Dataset rows showing where objects appear
————————
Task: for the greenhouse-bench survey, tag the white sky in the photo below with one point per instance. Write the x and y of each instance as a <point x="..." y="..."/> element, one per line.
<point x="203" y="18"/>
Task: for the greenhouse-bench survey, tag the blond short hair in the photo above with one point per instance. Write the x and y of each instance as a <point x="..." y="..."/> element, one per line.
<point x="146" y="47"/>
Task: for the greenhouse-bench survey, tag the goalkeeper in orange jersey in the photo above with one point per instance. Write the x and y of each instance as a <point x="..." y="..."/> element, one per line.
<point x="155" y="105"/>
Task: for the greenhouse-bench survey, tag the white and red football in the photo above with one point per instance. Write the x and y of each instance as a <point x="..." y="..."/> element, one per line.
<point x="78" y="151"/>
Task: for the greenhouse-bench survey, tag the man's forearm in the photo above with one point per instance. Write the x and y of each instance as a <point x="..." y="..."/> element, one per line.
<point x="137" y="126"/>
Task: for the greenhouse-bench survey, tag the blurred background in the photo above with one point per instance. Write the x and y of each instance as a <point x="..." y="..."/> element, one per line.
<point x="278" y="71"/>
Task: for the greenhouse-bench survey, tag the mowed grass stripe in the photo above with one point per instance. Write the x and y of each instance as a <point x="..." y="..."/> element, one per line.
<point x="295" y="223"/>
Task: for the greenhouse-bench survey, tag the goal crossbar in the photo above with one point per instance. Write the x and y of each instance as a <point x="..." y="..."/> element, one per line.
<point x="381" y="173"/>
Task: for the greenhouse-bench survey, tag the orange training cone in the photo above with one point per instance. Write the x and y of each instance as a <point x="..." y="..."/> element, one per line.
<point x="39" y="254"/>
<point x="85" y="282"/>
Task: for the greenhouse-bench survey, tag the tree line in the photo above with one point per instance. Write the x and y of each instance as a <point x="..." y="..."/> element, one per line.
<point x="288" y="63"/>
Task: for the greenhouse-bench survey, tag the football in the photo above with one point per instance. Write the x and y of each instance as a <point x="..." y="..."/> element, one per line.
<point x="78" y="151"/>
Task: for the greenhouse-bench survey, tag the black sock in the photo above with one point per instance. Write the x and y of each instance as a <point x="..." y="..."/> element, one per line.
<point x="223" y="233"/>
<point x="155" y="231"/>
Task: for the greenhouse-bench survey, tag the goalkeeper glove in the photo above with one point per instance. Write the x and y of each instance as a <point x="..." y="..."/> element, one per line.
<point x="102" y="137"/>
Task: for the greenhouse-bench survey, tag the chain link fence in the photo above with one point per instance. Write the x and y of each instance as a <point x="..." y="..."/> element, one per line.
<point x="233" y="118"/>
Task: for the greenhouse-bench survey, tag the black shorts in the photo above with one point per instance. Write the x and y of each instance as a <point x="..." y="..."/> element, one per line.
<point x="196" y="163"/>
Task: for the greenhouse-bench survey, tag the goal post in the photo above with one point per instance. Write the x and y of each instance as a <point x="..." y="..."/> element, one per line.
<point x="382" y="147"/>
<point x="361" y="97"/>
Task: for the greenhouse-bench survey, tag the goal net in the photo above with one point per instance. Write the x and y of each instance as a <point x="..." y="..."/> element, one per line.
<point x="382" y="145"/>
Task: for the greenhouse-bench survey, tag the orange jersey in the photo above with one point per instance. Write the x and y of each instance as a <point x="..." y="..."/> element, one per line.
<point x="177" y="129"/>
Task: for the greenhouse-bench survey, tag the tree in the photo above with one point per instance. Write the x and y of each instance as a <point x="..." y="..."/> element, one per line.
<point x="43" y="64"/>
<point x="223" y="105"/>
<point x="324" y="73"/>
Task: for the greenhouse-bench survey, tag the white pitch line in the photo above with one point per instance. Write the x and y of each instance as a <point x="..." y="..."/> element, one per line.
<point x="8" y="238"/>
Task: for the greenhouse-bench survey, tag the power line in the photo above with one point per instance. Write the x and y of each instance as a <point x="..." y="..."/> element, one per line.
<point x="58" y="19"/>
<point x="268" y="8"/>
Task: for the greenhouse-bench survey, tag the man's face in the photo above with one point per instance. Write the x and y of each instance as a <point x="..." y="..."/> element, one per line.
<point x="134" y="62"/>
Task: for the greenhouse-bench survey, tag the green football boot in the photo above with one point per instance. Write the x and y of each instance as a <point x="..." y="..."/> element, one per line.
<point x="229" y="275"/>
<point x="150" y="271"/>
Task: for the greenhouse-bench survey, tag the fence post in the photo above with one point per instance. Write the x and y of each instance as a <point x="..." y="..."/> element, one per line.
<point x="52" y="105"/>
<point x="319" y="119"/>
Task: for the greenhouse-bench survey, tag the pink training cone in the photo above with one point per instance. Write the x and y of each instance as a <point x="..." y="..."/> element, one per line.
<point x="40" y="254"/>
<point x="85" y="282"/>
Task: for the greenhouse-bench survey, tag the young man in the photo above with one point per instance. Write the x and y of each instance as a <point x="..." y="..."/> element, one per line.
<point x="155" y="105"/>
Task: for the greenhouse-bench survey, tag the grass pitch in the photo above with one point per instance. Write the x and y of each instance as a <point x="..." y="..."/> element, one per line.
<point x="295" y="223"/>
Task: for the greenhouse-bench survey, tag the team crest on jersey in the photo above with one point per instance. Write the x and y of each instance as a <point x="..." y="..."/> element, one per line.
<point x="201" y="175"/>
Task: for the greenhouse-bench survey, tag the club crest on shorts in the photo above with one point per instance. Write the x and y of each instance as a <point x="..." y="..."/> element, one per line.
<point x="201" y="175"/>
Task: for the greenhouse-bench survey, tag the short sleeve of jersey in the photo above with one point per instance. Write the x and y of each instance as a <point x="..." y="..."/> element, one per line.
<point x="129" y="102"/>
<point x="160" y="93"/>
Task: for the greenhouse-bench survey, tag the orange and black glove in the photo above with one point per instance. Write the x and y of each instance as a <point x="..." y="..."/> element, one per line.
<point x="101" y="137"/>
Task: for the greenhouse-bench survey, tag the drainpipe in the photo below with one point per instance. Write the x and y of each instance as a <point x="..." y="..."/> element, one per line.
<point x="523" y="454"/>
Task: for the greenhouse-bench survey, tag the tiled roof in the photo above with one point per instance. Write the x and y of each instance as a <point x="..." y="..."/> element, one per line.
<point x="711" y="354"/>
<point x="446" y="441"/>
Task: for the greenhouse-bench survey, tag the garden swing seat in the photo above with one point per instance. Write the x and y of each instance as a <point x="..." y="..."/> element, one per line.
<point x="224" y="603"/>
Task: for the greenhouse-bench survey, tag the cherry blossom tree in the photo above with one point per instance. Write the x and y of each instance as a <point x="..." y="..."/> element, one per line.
————————
What is needed
Copy every line of the data above word for word.

Right answer
Task: for the greenhouse-bench survey, tag the white sky in the photo below with one point per instance. Write the x and y of each instance as a <point x="..." y="..."/> element, one per line.
<point x="203" y="18"/>
Task: for the greenhouse-bench survey, tag the blond short hair in the photo above with one point per instance. Write the x and y of each instance as a <point x="..." y="..."/> element, one per line.
<point x="146" y="47"/>
Task: for the greenhouse-bench survey, tag the goalkeeper in orange jersey in the photo above with one point per instance. Write the x and y of each instance as a <point x="..." y="..."/> element, one per line.
<point x="155" y="105"/>
Task: for the greenhouse-bench survey, tag the white and red football in the photo above with one point per instance. Write the x and y of each instance as a <point x="..." y="..."/> element, one per line.
<point x="78" y="151"/>
Task: for the greenhouse-bench survey, tag the man's forearm in the photo above with one point per instance. Write the x and y of each instance as a <point x="..." y="..."/> element, one per line.
<point x="137" y="126"/>
Task: for the greenhouse-bench survey, tag the blurred background in the photo above with one point per instance. Write the x and y of each instance as a <point x="..." y="..."/> element, one per line.
<point x="278" y="71"/>
Task: for the greenhouse-bench survey, tag the mowed grass stripe in the photo above with one point per instance. Write the x and y of each instance as a <point x="..." y="..."/> element, one per line.
<point x="295" y="223"/>
Task: for the greenhouse-bench survey, tag the goal crossbar in the photo above with one point per instance. Write the x and y of each instance as a <point x="..." y="..."/> element, one per line.
<point x="381" y="173"/>
Task: for the greenhouse-bench survey, tag the orange training cone in the photo above with one point per instance. Write the x and y of each instance as a <point x="..." y="..."/> element, one per line.
<point x="39" y="254"/>
<point x="85" y="282"/>
Task: for the greenhouse-bench survey, tag the tree line in the photo above with one point per instance. Write the x and y of each instance as a <point x="..." y="..."/> element, one per line.
<point x="288" y="63"/>
Task: for the greenhouse-bench survey, tag the football in the photo above with one point per instance. Write the x and y of each instance as a <point x="..." y="..."/> element, one per line.
<point x="78" y="151"/>
Task: for the greenhouse-bench survey, tag the black sock in the photo above with one point per instance. Write the x and y of each instance as a <point x="..." y="..."/> element, one per line.
<point x="223" y="233"/>
<point x="155" y="231"/>
Task: for the greenhouse-bench survey, tag the goalkeeper glove in the photo above with one point per instance. Write the x and y of each instance as a <point x="..." y="..."/> element, one per line.
<point x="102" y="137"/>
Task: for the greenhouse-bench survey, tag the chain link fence in the photo above with one point per instance. Write the x and y of each instance as a <point x="..." y="..."/> element, one per line.
<point x="233" y="118"/>
Task: for the greenhouse-bench survey, tag the black shorts in the photo above with one point per instance. Write the x and y of each instance as a <point x="..." y="..."/> element, one per line.
<point x="196" y="163"/>
Task: for the greenhouse-bench survey, tag the goal post in the photo above with one point per instance. Write the x and y of each instance as a <point x="..." y="..."/> element, one per line.
<point x="382" y="147"/>
<point x="361" y="97"/>
Task: for the greenhouse-bench survey, tag the goal net in the photo above with one point per instance. Write the x and y of each instance as a <point x="..." y="..."/> element, one per line.
<point x="382" y="145"/>
Task: for the greenhouse-bench survey, tag the orange jersey in the photo above with one point per instance. Write the x and y of each instance as a <point x="..." y="..."/> element, one per line.
<point x="177" y="129"/>
Task: for the greenhouse-bench survey, tag the tree in the photo above with one point per instance. Write the x and y of each instance as a <point x="..." y="..."/> element, one per line.
<point x="43" y="64"/>
<point x="223" y="105"/>
<point x="324" y="73"/>
Task: for the greenhouse-bench survey, tag the white pitch line in the photo above with one point per instance. Write the x and y of each instance as a <point x="..." y="..."/> element, one per line.
<point x="8" y="238"/>
Task: for the greenhouse-bench survey, tag the power line in the photo above with one point per instance. Write the x and y of each instance as a <point x="..." y="..."/> element, one per line.
<point x="58" y="19"/>
<point x="268" y="8"/>
Task: for the greenhouse-bench survey, tag the man's face in the photo above with one point per instance. Write the x and y of each instance as a <point x="..." y="..."/> element, one per line.
<point x="134" y="62"/>
Task: for the greenhouse-bench survey, tag the green football boot in the photo above with one point per instance. Write the x and y of each instance as a <point x="..." y="..."/> element, one per line.
<point x="229" y="275"/>
<point x="150" y="271"/>
Task: for the greenhouse-bench survey, tag the fence post in the photo above with one point per instance. Write the x and y of each instance as a <point x="..." y="..."/> element, one per line.
<point x="52" y="105"/>
<point x="319" y="119"/>
Task: for the greenhouse-bench survey, tag the pink training cone in the photo above with one point per instance. Write the x and y of each instance as a <point x="..." y="..."/> element, one per line.
<point x="40" y="254"/>
<point x="85" y="282"/>
Task: for the greenhouse-bench survey, tag the young man in the photo above with one point per instance. Write the x and y of each instance as a <point x="..." y="..."/> element, one per line.
<point x="155" y="105"/>
Task: for the greenhouse-bench survey, tag the grass pitch in the photo above with one point per instance. Write the x and y of each instance as a <point x="..." y="..."/> element, one per line.
<point x="295" y="223"/>
Task: for the greenhouse-bench survey, tag the team crest on jersey in the photo above with one point per instance. Write the x and y of each instance as a <point x="..." y="..."/> element, one per line.
<point x="201" y="175"/>
Task: for the greenhouse-bench survey, tag the club crest on shorts in the photo above with one point per instance. Write the x and y of each instance as a <point x="..." y="..."/> element, one per line.
<point x="201" y="175"/>
Task: for the greenhouse-bench survey, tag the short sleeve of jersey in the photo above with one point per instance. Write the x and y of each instance as a <point x="..." y="..."/> element, one per line.
<point x="129" y="102"/>
<point x="160" y="93"/>
Task: for the greenhouse-bench survey, tag the orange and black glove in the photo above with one point per instance. Write the x and y of each instance as a <point x="..." y="..."/> element, one per line.
<point x="101" y="137"/>
Task: for the greenhouse-bench survey, tag the drainpipe in the photo below with one point per instance. Write the x and y of each instance as a <point x="..." y="..."/> element, one per line.
<point x="523" y="454"/>
Task: for the greenhouse-bench survey, tag the tiled roof in the photo above with one point per instance. Write the x and y of each instance as a <point x="..." y="..."/> element, one per line.
<point x="711" y="354"/>
<point x="446" y="441"/>
Task: for the greenhouse-bench survey, tag the garden swing seat in the photo above with one point per instance. Write the x and y of each instance as a <point x="..." y="..."/> element, one per line.
<point x="224" y="603"/>
Task: for the greenhouse-bench survey, tag the cherry blossom tree in the photo above with one point per instance. Write the x and y of each instance as a <point x="..." y="..."/> element, one per line.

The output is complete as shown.